(Task to complete) Could you rewrite the lines below as a Markdown table with a "No." column numbering each row and a "Text" column holding the line, leaving out any blank lines?

(Source data)
········

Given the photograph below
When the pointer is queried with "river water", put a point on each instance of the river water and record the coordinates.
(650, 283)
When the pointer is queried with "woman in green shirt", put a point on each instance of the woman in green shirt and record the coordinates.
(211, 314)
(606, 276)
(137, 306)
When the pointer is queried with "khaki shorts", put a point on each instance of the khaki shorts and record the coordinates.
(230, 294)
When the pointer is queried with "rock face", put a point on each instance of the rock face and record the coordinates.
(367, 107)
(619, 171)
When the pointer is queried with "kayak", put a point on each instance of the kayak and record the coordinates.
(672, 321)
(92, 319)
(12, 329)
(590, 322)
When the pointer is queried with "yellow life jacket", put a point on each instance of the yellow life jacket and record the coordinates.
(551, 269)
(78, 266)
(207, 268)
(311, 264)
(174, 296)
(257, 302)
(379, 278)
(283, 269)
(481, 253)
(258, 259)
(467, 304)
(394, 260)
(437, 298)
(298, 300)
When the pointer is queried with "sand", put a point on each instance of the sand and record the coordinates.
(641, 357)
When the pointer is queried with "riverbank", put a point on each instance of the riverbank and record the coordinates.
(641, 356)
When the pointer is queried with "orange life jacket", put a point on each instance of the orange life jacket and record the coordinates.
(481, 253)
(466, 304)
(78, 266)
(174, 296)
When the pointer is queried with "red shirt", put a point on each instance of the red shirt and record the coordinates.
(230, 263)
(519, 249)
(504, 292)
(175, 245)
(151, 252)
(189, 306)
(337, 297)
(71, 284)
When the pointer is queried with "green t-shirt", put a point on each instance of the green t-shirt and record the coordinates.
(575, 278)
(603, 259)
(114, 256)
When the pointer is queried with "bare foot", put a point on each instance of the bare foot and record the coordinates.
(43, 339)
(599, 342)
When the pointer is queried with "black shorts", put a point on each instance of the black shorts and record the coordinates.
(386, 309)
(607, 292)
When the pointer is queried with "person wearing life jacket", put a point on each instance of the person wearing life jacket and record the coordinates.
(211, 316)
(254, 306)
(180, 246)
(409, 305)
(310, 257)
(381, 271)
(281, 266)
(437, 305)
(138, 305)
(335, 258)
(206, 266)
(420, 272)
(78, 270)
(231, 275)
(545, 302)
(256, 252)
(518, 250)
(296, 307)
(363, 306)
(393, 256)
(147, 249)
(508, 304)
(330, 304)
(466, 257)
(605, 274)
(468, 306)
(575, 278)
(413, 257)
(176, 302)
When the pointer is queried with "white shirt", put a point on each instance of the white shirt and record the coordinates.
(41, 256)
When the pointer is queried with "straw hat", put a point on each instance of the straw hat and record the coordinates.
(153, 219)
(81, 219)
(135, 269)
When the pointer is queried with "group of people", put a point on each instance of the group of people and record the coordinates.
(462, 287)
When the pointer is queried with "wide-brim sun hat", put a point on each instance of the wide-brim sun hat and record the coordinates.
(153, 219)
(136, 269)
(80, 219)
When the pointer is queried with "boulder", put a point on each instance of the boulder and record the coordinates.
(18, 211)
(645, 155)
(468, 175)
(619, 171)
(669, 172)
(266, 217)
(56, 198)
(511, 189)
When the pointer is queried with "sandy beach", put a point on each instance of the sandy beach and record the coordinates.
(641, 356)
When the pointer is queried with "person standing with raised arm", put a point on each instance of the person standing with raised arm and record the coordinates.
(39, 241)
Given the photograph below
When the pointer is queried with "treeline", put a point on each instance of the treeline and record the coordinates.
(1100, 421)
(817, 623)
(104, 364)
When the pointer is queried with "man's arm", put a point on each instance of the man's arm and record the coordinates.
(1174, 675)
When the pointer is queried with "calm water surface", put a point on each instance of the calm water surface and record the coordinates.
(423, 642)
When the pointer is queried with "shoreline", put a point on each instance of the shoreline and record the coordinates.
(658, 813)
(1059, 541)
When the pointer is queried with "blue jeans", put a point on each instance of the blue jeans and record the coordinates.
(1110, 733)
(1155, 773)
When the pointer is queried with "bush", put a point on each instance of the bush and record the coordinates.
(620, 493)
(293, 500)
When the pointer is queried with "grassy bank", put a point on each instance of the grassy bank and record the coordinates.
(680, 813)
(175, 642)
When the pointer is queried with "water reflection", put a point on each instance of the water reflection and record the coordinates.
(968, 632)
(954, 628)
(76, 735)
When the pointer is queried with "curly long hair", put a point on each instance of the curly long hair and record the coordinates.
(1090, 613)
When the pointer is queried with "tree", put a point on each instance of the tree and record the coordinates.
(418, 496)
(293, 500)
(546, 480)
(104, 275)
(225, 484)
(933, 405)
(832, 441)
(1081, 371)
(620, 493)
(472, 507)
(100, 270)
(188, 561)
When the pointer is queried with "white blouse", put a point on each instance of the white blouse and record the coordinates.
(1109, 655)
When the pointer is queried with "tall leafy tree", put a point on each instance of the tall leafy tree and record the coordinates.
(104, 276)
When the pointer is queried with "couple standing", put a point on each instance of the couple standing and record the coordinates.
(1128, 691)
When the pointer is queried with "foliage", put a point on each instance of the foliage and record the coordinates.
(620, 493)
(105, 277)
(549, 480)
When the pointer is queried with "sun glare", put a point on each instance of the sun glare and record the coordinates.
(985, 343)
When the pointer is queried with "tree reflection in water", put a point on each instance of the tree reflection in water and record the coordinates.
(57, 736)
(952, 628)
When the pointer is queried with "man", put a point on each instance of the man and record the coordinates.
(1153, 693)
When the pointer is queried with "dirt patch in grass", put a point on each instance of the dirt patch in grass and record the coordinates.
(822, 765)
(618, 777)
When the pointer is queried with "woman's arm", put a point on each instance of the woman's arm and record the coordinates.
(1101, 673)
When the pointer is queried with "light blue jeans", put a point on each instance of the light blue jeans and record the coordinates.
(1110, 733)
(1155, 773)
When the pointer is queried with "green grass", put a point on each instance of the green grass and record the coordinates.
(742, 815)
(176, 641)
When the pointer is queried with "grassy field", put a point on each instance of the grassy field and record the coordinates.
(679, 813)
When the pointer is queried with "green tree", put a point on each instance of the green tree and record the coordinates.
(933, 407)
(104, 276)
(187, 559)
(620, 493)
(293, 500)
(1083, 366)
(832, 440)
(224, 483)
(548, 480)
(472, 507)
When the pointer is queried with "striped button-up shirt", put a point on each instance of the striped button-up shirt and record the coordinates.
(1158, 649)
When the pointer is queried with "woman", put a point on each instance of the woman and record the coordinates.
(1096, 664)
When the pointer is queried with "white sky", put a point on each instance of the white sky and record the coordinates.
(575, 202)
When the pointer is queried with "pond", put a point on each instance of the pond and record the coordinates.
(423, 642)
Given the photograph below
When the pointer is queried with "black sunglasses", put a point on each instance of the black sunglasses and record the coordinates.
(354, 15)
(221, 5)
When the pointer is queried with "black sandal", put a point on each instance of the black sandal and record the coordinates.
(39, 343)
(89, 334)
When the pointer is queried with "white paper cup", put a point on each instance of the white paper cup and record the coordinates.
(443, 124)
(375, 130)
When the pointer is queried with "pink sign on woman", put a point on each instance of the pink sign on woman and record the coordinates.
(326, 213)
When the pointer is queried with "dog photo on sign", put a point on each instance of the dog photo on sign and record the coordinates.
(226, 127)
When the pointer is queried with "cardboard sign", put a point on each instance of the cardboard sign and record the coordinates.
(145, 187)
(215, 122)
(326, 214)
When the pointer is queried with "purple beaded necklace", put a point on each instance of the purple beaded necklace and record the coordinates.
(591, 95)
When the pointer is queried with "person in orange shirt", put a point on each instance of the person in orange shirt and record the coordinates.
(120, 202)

········

(Answer for the task)
| No. | Text |
|---|---|
| 1 | Given the photograph below |
| 2 | When the pointer is queried with "river water", put a point on each instance of the river water and record the coordinates. |
| 3 | (650, 283) |
| 4 | When the pointer is queried with "woman in green shirt", put a point on each instance of the woman in green shirt and record the coordinates. |
| 5 | (211, 314) |
| 6 | (606, 276) |
| 7 | (137, 306) |
| 8 | When the pointer is queried with "khaki shorts", put a point on each instance of the khaki shorts and record the coordinates. |
| 9 | (230, 294) |
| 10 | When the pointer is queried with "rock face", put a point on each instance of the rock face and record the coordinates. |
| 11 | (367, 107) |
| 12 | (619, 171) |
| 13 | When the pointer is queried with "kayak", put a point on each instance of the kayak and record the coordinates. |
| 14 | (672, 321) |
| 15 | (92, 319) |
| 16 | (12, 329) |
| 17 | (590, 322) |
| 18 | When the pointer is queried with "yellow life jacket", put a point on each instance of the yellow life jacket and record the coordinates. |
| 19 | (551, 269) |
| 20 | (78, 266) |
| 21 | (207, 268) |
| 22 | (311, 264) |
| 23 | (174, 296) |
| 24 | (257, 302) |
| 25 | (379, 278) |
| 26 | (283, 269) |
| 27 | (481, 253) |
| 28 | (258, 259) |
| 29 | (467, 304) |
| 30 | (394, 260) |
| 31 | (437, 298) |
| 32 | (298, 300) |
| 33 | When the pointer is queried with "sand", put a point on each instance of the sand and record the coordinates. |
| 34 | (641, 357) |
| 35 | When the pointer is queried with "riverbank", put a point on each instance of the riverbank and record the coordinates. |
| 36 | (641, 356) |
| 37 | When the pointer is queried with "orange life jacket", put a point on each instance of the orange life jacket and record the coordinates. |
| 38 | (481, 253) |
| 39 | (466, 304) |
| 40 | (78, 266) |
| 41 | (174, 296) |
| 42 | When the pointer is queried with "red shirt", put a point on each instance of the red shirt and record the coordinates. |
| 43 | (230, 263) |
| 44 | (519, 249) |
| 45 | (504, 292) |
| 46 | (175, 245) |
| 47 | (151, 252) |
| 48 | (189, 306) |
| 49 | (337, 297) |
| 50 | (71, 284) |
| 51 | When the pointer is queried with "green t-shirt", put a point on each instance of the green t-shirt and record the coordinates. |
| 52 | (575, 278) |
| 53 | (603, 259) |
| 54 | (114, 256) |
| 55 | When the pointer is queried with "bare foot", put a point on each instance of the bare foot and record the coordinates. |
| 56 | (43, 339) |
| 57 | (599, 342) |
| 58 | When the pointer is queried with "black shorts", put a point on each instance of the black shorts and record the coordinates. |
| 59 | (386, 309) |
| 60 | (607, 292) |
| 61 | When the pointer is queried with "person wearing life jacket", put a point on each instance of the person wearing life jacket and record the coordinates. |
| 62 | (211, 316) |
| 63 | (254, 306) |
| 64 | (180, 246) |
| 65 | (409, 305) |
| 66 | (310, 257) |
| 67 | (381, 271) |
| 68 | (281, 266) |
| 69 | (437, 305) |
| 70 | (138, 305) |
| 71 | (335, 258) |
| 72 | (206, 266) |
| 73 | (420, 272) |
| 74 | (78, 270) |
| 75 | (231, 275) |
| 76 | (545, 302) |
| 77 | (256, 252) |
| 78 | (518, 250) |
| 79 | (296, 307) |
| 80 | (363, 306) |
| 81 | (393, 256) |
| 82 | (147, 249) |
| 83 | (508, 304) |
| 84 | (330, 304) |
| 85 | (466, 257) |
| 86 | (605, 274) |
| 87 | (468, 306) |
| 88 | (575, 278) |
| 89 | (413, 257) |
| 90 | (176, 302) |
| 91 | When the pointer is queried with "white shirt", put a point on each instance of the white shirt and record the coordinates. |
| 92 | (41, 256) |
| 93 | When the pointer is queried with "straw hat", put a point on each instance of the straw hat and record the coordinates. |
| 94 | (153, 219) |
| 95 | (81, 219) |
| 96 | (135, 269) |
| 97 | When the pointer is queried with "group of people", put a point on each instance of the group of people and record the coordinates. |
| 98 | (462, 287) |
| 99 | When the pointer is queried with "wide-brim sun hat", put a point on each instance of the wide-brim sun hat and record the coordinates. |
| 100 | (153, 219) |
| 101 | (136, 269) |
| 102 | (80, 219) |
| 103 | When the pointer is queried with "boulder", put a point on each instance of the boulder and record the coordinates. |
| 104 | (18, 211) |
| 105 | (645, 155) |
| 106 | (468, 175) |
| 107 | (619, 171) |
| 108 | (669, 172) |
| 109 | (266, 217) |
| 110 | (56, 198) |
| 111 | (511, 189) |
| 112 | When the pointer is queried with "sandy beach", put a point on each instance of the sandy beach and record the coordinates. |
| 113 | (641, 356) |
| 114 | When the pointer is queried with "person standing with raised arm", put a point on each instance of the person standing with raised arm and record the coordinates. |
| 115 | (39, 241) |
| 116 | Given the photograph below |
| 117 | When the pointer is queried with "treeline", put a point on each instance of the treeline and record the coordinates. |
| 118 | (1100, 421) |
| 119 | (817, 623) |
| 120 | (104, 364) |
| 121 | When the pointer is queried with "man's arm", put a point on each instance of the man's arm and record the coordinates. |
| 122 | (1174, 675) |
| 123 | When the pointer is queried with "calm water surface", put a point on each instance of the calm water surface and record the coordinates. |
| 124 | (423, 642) |
| 125 | When the pointer is queried with "shoreline", put a point on each instance of the shoreline and record the coordinates. |
| 126 | (658, 813) |
| 127 | (1059, 541) |
| 128 | When the pointer is queried with "blue jeans", put a point on each instance of the blue jeans and record the coordinates. |
| 129 | (1110, 733) |
| 130 | (1155, 773) |
| 131 | When the pointer is queried with "bush", put a point on each instance of the bush and record the coordinates. |
| 132 | (620, 493) |
| 133 | (293, 500) |
| 134 | When the pointer is queried with "grassy bank", put a point on each instance of the grassy bank and record the coordinates. |
| 135 | (680, 813) |
| 136 | (175, 642) |
| 137 | When the pointer is queried with "water reflection", put a point on each instance of the water reflection and record the coordinates. |
| 138 | (968, 632) |
| 139 | (954, 628) |
| 140 | (76, 735) |
| 141 | When the pointer is queried with "curly long hair", put a point on each instance of the curly long hair and record the coordinates. |
| 142 | (1090, 613) |
| 143 | When the pointer is queried with "tree", put a point on each instance of the tree and record the coordinates. |
| 144 | (418, 496) |
| 145 | (293, 500) |
| 146 | (546, 480) |
| 147 | (104, 275) |
| 148 | (225, 484) |
| 149 | (933, 405) |
| 150 | (832, 441) |
| 151 | (1081, 371) |
| 152 | (620, 493) |
| 153 | (472, 507) |
| 154 | (100, 270) |
| 155 | (188, 561) |
| 156 | When the pointer is queried with "white blouse", put a point on each instance of the white blouse and record the coordinates. |
| 157 | (1109, 655) |
| 158 | When the pointer is queried with "tall leafy tree", put a point on each instance of the tall leafy tree and record the coordinates. |
| 159 | (104, 276) |
| 160 | When the pointer is queried with "couple standing", put a point on each instance of the couple standing and record the coordinates. |
| 161 | (1128, 691) |
| 162 | When the pointer is queried with "foliage", put a point on each instance of the foliage and record the coordinates. |
| 163 | (620, 493) |
| 164 | (105, 277) |
| 165 | (549, 480) |
| 166 | When the pointer is queried with "sun glare", put a point on each instance of the sun glare and record the coordinates. |
| 167 | (985, 343) |
| 168 | When the pointer is queried with "tree reflection in water", put a point on each instance of the tree reflection in water and record the coordinates. |
| 169 | (57, 736) |
| 170 | (952, 628) |
| 171 | When the pointer is queried with "man", put a point on each instance of the man and record the coordinates. |
| 172 | (1153, 693) |
| 173 | When the pointer is queried with "dirt patch in grass", put a point on each instance of the dirt patch in grass and record the coordinates. |
| 174 | (822, 765) |
| 175 | (618, 777) |
| 176 | When the pointer is queried with "woman's arm", put a point on each instance of the woman's arm and record the coordinates. |
| 177 | (1101, 673) |
| 178 | When the pointer is queried with "light blue jeans", put a point on each instance of the light blue jeans and record the coordinates. |
| 179 | (1110, 733) |
| 180 | (1155, 773) |
| 181 | When the pointer is queried with "green grass", put a point on each instance of the green grass and record the coordinates. |
| 182 | (742, 815) |
| 183 | (176, 641) |
| 184 | When the pointer is queried with "grassy field", put a point on each instance of the grassy field and record the coordinates. |
| 185 | (679, 813) |
| 186 | When the pointer is queried with "green tree", put a point on each instance of the green tree and record the coordinates. |
| 187 | (933, 407) |
| 188 | (104, 276) |
| 189 | (187, 559) |
| 190 | (620, 493) |
| 191 | (293, 500) |
| 192 | (1083, 366) |
| 193 | (832, 440) |
| 194 | (224, 483) |
| 195 | (548, 480) |
| 196 | (472, 507) |
| 197 | When the pointer is queried with "striped button-up shirt", put a point on each instance of the striped button-up shirt and record the coordinates. |
| 198 | (1158, 649) |
| 199 | When the pointer is queried with "woman", put a point on each instance of the woman and record the coordinates. |
| 200 | (1096, 664) |
| 201 | When the pointer is queried with "white sky", put a point on each instance of the white sky and record the coordinates. |
| 202 | (575, 202) |
| 203 | When the pointer is queried with "pond", put a point on each instance of the pond and record the coordinates. |
| 204 | (423, 642) |
| 205 | Given the photograph below |
| 206 | When the pointer is queried with "black sunglasses", put a point on each instance of the black sunglasses and record the coordinates. |
| 207 | (354, 15) |
| 208 | (221, 5) |
| 209 | When the pointer is queried with "black sandal", put a point on each instance of the black sandal and record the coordinates. |
| 210 | (39, 343) |
| 211 | (89, 334) |
| 212 | When the pointer is queried with "white paper cup", put a point on each instance of the white paper cup and record the coordinates. |
| 213 | (443, 124) |
| 214 | (375, 130) |
| 215 | When the pointer is queried with "pink sign on woman", put a point on each instance of the pink sign on woman and record the coordinates. |
| 216 | (326, 213) |
| 217 | When the pointer is queried with "dog photo on sign", put a point on each instance of the dog photo on sign and record the coordinates. |
| 218 | (226, 127) |
| 219 | When the pointer is queried with "cardboard sign", put a point on each instance of the cardboard sign and record the coordinates. |
| 220 | (145, 187) |
| 221 | (215, 122) |
| 222 | (326, 214) |
| 223 | When the pointer is queried with "purple beaded necklace", put a point on each instance of the purple beaded necklace and record the coordinates. |
| 224 | (591, 95) |
| 225 | When the pointer is queried with "person in orange shirt", put a point on each instance of the person in orange shirt and record the coordinates. |
| 226 | (120, 202) |